**Compito A:** Trascrivi tali e quali queste righe dei record, partendo da quella che contiene "Output the exact" e fermandoti dopo quella che contiene "box: [122, 95, 245, 353]".

Nonostante le mille difficoltà incontrate, i certosini svolsero comunque un ruolo fondamentale per la vita
dell’Alta Valle e non solo nell’ambito spirituale e culturale. Essi infatti contribuirono allo sviluppo
dell’agricoltura e della pastorizia, organizzarono la rete viaria, a partire dall’attuale carrozzabile da
San Bartolomeo, e furono gli artefici della nascita di nuovi borghi e comunità quali Pradeboni, Vigna e
San Bartolomeo della Certosa. Determinante, infine, fu la loro opera di salvaguardia dell’importante
patrimonio boschivo, oggi parte del Parco Naturale dell’Alta Valle Pesio e Tanaro, una delle aree gestite
dall’Ente Parco del Marguareis.

**Compito B:** Prosegui il testo sui certosini dell'Alta Valle dal punto in cui si ferma.

**Record mostrati:**
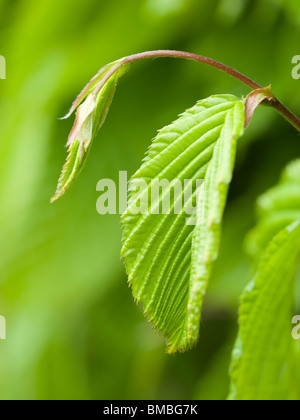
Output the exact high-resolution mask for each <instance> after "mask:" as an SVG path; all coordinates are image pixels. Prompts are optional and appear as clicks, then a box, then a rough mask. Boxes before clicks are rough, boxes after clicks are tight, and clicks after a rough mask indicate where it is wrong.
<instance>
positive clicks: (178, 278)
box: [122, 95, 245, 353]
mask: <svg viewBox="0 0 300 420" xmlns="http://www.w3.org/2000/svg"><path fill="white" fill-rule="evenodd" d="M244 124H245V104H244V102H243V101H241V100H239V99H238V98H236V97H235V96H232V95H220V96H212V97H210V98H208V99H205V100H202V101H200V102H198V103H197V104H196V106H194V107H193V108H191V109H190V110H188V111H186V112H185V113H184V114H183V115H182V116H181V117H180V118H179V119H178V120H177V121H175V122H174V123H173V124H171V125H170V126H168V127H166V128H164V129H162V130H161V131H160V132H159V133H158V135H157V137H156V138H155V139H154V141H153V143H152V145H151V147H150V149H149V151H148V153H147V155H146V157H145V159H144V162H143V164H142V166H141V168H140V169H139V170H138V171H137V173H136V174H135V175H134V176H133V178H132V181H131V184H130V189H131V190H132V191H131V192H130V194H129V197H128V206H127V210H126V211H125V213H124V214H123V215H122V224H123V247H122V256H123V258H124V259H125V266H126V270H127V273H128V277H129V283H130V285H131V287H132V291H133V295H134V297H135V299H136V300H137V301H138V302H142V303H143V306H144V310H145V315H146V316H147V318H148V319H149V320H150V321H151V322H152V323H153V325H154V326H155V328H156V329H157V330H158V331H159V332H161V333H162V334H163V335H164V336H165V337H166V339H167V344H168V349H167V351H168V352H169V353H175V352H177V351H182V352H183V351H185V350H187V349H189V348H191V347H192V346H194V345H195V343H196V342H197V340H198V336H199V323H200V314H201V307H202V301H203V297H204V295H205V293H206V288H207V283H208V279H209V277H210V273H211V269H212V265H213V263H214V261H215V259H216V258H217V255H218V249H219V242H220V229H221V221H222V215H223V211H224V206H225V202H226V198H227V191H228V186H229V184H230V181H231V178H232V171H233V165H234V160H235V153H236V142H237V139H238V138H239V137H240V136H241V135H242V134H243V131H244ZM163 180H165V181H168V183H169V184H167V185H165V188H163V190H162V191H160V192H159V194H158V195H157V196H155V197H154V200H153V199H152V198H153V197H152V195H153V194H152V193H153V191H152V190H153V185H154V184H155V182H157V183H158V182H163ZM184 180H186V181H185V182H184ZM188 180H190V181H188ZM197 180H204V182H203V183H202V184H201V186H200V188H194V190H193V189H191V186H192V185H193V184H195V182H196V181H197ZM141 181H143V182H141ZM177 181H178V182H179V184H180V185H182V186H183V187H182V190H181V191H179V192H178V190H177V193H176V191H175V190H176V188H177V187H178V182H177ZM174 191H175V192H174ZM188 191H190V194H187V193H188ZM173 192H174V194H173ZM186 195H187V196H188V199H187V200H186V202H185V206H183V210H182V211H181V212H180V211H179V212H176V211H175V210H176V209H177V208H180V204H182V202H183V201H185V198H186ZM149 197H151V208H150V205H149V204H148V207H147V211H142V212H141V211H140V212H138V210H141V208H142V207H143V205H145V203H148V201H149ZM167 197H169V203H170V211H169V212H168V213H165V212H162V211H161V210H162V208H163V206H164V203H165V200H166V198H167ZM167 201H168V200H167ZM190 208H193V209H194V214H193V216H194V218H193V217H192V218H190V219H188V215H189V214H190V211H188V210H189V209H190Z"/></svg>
* * *
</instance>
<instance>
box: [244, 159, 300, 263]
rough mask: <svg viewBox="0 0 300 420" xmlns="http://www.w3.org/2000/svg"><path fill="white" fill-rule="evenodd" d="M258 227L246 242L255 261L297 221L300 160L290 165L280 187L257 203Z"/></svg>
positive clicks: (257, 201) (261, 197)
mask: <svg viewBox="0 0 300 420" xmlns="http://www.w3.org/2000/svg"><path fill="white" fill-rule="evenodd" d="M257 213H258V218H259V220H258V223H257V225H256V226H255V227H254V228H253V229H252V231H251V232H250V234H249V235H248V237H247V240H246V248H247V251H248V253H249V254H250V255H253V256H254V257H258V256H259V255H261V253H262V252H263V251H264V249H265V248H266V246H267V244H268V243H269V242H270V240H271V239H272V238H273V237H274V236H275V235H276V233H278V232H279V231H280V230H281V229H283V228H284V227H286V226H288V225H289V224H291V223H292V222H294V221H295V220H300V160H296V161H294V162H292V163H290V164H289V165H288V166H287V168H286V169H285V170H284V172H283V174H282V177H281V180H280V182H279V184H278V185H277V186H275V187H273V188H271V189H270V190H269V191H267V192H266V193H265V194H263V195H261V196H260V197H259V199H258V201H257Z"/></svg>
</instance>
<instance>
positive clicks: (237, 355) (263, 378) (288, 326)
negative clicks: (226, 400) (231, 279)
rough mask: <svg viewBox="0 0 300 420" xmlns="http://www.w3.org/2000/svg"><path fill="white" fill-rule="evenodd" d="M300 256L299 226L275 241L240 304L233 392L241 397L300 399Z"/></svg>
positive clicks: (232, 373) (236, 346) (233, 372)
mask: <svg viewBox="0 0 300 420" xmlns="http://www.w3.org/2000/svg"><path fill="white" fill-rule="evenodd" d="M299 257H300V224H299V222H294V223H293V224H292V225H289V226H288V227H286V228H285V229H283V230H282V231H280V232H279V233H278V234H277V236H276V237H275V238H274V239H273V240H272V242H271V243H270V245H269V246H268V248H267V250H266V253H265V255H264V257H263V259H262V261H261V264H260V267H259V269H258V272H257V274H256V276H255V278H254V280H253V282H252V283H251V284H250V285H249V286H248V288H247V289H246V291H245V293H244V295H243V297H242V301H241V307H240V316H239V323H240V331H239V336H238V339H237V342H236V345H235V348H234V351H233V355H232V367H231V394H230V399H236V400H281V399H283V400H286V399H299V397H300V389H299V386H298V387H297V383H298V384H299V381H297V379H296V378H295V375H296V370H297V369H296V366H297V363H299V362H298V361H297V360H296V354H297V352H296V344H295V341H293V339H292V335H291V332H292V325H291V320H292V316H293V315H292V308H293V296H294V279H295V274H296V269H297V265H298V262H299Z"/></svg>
--
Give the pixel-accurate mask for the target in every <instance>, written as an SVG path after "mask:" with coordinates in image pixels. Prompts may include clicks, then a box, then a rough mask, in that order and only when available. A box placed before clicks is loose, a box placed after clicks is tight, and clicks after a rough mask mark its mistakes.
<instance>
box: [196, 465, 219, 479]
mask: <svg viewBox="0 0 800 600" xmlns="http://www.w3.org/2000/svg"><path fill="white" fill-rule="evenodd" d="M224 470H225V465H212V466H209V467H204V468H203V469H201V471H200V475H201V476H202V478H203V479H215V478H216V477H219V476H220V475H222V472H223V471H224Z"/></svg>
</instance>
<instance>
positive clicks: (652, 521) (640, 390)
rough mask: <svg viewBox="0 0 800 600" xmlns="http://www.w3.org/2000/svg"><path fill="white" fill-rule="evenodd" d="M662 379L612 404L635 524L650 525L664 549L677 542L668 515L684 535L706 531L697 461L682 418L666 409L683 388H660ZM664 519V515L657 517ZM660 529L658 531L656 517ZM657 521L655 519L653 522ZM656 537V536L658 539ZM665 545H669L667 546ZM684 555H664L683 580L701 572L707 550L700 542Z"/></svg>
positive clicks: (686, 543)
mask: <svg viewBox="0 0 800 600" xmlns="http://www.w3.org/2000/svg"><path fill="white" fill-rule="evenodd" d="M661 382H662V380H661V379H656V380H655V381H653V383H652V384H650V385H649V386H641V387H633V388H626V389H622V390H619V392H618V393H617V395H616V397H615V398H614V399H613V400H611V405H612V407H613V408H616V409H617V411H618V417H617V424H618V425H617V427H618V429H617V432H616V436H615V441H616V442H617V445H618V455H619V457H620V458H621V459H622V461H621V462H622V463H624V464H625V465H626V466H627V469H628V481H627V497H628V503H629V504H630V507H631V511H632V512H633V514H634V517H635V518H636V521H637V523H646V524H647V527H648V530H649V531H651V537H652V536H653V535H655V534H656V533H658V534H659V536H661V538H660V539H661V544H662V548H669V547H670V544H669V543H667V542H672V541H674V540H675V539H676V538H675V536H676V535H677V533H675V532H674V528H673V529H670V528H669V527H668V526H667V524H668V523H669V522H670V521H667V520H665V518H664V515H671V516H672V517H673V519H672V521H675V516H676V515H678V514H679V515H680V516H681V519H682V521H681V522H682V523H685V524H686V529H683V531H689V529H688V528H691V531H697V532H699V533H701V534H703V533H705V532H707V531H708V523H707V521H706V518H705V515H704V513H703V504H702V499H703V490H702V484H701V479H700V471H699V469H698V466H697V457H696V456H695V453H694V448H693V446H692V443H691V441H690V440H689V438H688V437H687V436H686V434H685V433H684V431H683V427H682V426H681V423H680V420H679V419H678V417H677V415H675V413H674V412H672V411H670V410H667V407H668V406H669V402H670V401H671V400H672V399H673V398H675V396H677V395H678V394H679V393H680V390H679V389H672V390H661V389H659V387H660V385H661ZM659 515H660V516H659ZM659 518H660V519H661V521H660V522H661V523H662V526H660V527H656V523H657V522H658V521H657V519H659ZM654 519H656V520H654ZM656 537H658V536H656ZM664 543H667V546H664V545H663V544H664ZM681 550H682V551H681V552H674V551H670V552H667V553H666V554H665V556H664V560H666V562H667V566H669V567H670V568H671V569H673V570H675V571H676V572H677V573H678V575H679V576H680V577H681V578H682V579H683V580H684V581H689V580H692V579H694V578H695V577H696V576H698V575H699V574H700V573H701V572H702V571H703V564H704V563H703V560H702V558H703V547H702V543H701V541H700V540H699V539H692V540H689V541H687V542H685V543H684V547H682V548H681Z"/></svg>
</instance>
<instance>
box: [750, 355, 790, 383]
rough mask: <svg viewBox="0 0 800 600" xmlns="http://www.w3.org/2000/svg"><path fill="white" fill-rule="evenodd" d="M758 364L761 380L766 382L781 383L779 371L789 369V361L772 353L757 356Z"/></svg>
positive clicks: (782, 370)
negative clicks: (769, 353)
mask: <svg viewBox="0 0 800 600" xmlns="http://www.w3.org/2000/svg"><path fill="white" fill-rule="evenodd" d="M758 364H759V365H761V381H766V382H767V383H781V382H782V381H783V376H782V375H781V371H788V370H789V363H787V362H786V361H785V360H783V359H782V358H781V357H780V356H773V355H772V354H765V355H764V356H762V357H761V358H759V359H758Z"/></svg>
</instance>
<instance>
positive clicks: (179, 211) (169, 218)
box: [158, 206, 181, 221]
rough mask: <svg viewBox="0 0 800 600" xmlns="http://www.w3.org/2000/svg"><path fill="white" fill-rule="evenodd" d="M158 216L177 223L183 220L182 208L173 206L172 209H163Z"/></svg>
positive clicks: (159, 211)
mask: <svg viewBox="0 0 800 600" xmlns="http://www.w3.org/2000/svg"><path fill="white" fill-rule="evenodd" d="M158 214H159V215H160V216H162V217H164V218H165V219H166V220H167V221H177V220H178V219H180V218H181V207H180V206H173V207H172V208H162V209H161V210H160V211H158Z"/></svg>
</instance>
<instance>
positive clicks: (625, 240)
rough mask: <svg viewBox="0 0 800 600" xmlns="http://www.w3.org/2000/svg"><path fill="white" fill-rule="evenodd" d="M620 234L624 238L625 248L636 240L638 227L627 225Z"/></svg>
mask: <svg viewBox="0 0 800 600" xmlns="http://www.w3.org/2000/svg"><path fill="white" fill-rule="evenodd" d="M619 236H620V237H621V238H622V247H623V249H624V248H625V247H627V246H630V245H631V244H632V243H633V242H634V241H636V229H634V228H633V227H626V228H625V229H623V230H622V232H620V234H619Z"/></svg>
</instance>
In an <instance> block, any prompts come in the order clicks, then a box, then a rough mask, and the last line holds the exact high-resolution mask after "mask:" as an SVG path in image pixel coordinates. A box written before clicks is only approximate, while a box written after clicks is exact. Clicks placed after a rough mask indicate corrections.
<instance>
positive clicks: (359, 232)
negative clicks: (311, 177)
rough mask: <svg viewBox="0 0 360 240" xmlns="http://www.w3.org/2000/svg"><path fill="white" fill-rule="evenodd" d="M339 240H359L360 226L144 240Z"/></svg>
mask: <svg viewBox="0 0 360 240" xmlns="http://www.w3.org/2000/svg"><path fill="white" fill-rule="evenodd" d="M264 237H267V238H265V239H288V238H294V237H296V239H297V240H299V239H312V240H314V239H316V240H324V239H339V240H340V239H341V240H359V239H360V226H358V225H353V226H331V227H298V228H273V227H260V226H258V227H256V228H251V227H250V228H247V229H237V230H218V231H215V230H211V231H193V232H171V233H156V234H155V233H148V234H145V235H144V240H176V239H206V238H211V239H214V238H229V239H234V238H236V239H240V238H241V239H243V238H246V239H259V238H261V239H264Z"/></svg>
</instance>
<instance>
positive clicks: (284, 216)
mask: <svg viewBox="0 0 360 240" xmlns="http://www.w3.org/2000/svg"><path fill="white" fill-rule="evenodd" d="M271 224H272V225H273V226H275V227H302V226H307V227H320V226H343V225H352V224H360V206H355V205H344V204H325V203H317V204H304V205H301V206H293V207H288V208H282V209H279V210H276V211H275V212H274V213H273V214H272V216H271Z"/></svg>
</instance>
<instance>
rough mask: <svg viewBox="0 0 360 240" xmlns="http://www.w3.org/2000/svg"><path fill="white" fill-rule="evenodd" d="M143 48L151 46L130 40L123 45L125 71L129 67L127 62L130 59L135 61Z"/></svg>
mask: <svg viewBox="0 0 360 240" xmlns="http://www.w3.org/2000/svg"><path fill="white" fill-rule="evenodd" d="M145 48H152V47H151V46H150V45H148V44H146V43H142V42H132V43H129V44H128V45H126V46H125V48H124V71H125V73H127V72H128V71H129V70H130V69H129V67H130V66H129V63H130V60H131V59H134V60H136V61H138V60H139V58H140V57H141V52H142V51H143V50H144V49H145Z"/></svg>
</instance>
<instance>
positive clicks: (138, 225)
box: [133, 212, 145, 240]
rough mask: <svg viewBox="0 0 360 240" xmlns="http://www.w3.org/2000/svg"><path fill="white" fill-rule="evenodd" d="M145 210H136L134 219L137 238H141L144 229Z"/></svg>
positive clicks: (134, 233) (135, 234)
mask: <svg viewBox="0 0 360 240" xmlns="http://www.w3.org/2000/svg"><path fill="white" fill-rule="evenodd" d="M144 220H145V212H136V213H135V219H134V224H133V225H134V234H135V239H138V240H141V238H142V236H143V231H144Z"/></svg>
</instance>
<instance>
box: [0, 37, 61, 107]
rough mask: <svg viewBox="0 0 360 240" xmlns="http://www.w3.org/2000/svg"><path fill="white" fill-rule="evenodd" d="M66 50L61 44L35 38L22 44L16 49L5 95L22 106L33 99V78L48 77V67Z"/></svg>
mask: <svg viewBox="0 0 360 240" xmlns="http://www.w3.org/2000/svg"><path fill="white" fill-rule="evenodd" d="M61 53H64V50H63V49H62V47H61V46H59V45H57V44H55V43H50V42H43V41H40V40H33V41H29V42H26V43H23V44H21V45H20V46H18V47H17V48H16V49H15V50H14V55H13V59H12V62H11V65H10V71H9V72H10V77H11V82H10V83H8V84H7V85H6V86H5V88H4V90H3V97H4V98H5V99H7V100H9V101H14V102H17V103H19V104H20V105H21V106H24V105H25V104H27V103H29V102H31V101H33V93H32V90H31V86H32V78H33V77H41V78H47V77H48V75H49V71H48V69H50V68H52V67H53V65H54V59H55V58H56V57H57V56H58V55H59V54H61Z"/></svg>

**Spazio risposta A:**
Output the exact high-resolution mask for each <instance> after "mask:" as an SVG path; all coordinates are image pixels. Prompts are optional and appear as clicks, then a box, then a rough mask. Boxes before clicks are rough, boxes after clicks are tight, and clicks after a rough mask indicate where it is wrong.
<instance>
positive clicks: (178, 278)
box: [122, 95, 245, 353]

**Spazio risposta B:**
La Certosa di Santa Maria, sepolta nel verde delle foreste di faggi e castagni che la circondano, nel suo
isolamento montano regala al visitatore quella sensazione di solitudine che eleva lo spirito fino al contatto
col sacro che i frati certosini ricercarono in quei luoghi. Il complesso, che compare quasi improvviso sulla
destra orografica del Pesio, è ricco di elementi artistici e architettonici nonostante le spogliazioni subite
nel corso dei secoli.
Chiesa inferiore
In primo luogo la facciata, col monumentale portale settecentesco e il porticato in stile barocco che lo
sovrasta. Il complesso si compone poi di numerose costruzioni variamente articolate intorno al Grande Chiostro,
di origine cinquecentesca e più volte rimaneggiato nel secoli successivi fino all`800. Aperto su un lato
verso la montagna, lungo i 250 metri di porticato sorretto da colonnine in stile romanico si aprivano le celle
dei monaci composte da un’umile stanza, una piccola cantina e un orticello col pozzo. Dal Grande Chiostro si
accede alla cappella del Priore, un piccolo locale con affreschi settecenteschi.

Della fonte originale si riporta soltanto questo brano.